### Task item
Return the data below, unchanged.

### Material shown
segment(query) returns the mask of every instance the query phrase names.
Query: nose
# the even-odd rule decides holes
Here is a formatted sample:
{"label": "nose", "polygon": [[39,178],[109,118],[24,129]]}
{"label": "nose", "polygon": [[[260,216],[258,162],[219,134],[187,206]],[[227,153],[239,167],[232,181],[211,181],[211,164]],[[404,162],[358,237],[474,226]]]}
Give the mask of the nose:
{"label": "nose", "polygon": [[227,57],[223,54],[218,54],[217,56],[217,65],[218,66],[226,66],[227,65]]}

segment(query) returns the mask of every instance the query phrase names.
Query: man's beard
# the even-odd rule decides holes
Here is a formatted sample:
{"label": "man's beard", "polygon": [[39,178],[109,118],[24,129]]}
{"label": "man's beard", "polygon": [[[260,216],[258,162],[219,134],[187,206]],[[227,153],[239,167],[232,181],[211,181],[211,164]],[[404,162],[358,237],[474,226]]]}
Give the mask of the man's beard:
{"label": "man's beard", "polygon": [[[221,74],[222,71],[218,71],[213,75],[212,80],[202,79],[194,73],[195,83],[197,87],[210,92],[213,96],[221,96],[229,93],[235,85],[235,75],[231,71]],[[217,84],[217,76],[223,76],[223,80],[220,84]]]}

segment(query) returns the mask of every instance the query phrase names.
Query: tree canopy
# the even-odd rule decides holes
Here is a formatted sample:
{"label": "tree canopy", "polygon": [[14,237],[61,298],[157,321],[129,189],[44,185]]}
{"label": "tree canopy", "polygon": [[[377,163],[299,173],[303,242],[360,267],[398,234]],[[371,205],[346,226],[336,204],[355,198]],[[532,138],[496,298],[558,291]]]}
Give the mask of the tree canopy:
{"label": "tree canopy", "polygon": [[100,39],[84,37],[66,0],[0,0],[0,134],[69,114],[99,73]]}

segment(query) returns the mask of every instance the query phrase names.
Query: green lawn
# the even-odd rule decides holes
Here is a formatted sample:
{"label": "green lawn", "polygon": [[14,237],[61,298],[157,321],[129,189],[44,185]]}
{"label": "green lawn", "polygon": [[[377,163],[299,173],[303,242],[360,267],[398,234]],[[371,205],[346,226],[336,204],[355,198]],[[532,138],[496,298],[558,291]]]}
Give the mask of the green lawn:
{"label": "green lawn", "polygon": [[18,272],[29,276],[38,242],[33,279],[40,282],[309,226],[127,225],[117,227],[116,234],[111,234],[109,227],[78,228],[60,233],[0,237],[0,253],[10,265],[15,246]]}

### Solution to the exercise
segment(query) returns the mask of every instance the query phrase names.
Query: nose
# the even-odd rule decides holes
Here is a formatted sample:
{"label": "nose", "polygon": [[39,178],[109,118],[24,129]]}
{"label": "nose", "polygon": [[[260,216],[258,162],[219,134],[187,206]],[[227,153],[239,167],[232,181],[211,181],[211,164]],[[404,162],[358,237],[474,226]]]}
Give the mask of the nose:
{"label": "nose", "polygon": [[227,57],[223,54],[218,54],[217,56],[217,65],[218,66],[226,66],[227,65]]}

segment(query) returns the mask of every instance the query phrase names.
Query: man's beard
# the even-odd rule decides holes
Here is a formatted sample:
{"label": "man's beard", "polygon": [[39,178],[109,118],[24,129]]}
{"label": "man's beard", "polygon": [[[260,216],[258,162],[219,134],[187,206]],[[227,153],[239,167],[232,181],[211,181],[211,164]],[[404,162],[358,237],[474,226]]]}
Give the mask of the man's beard:
{"label": "man's beard", "polygon": [[[221,74],[222,71],[218,71],[213,75],[212,80],[202,79],[194,73],[195,83],[197,87],[210,92],[213,96],[221,96],[229,93],[235,85],[235,75],[231,71]],[[217,84],[217,76],[223,76],[223,80],[220,84]]]}

segment(query) returns the mask of every instance the query phrase names.
Query: tree canopy
# the even-odd rule decides holes
Here is a formatted sample:
{"label": "tree canopy", "polygon": [[14,237],[61,298],[157,321],[129,189],[44,185]]}
{"label": "tree canopy", "polygon": [[[377,163],[299,173],[303,242],[360,267],[398,234]],[[371,205],[346,226],[336,204],[355,198]],[[532,138],[496,298],[558,291]]]}
Give the mask of the tree canopy:
{"label": "tree canopy", "polygon": [[100,39],[84,37],[66,0],[0,0],[0,134],[69,114],[99,73]]}

segment(query) returns the mask of every instance the query phrase names.
Query: green lawn
# the even-odd rule decides holes
Here is a formatted sample:
{"label": "green lawn", "polygon": [[14,237],[61,298],[157,321],[129,189],[44,185]]}
{"label": "green lawn", "polygon": [[[377,163],[299,173],[303,242],[360,267],[398,234]],[[371,205],[346,226],[336,204],[355,198]],[[532,138],[496,298],[558,291]]]}
Give the mask of the green lawn:
{"label": "green lawn", "polygon": [[18,272],[29,276],[38,242],[33,279],[40,282],[309,226],[127,225],[117,227],[116,234],[111,234],[109,227],[78,228],[60,233],[0,237],[0,253],[10,265],[15,246]]}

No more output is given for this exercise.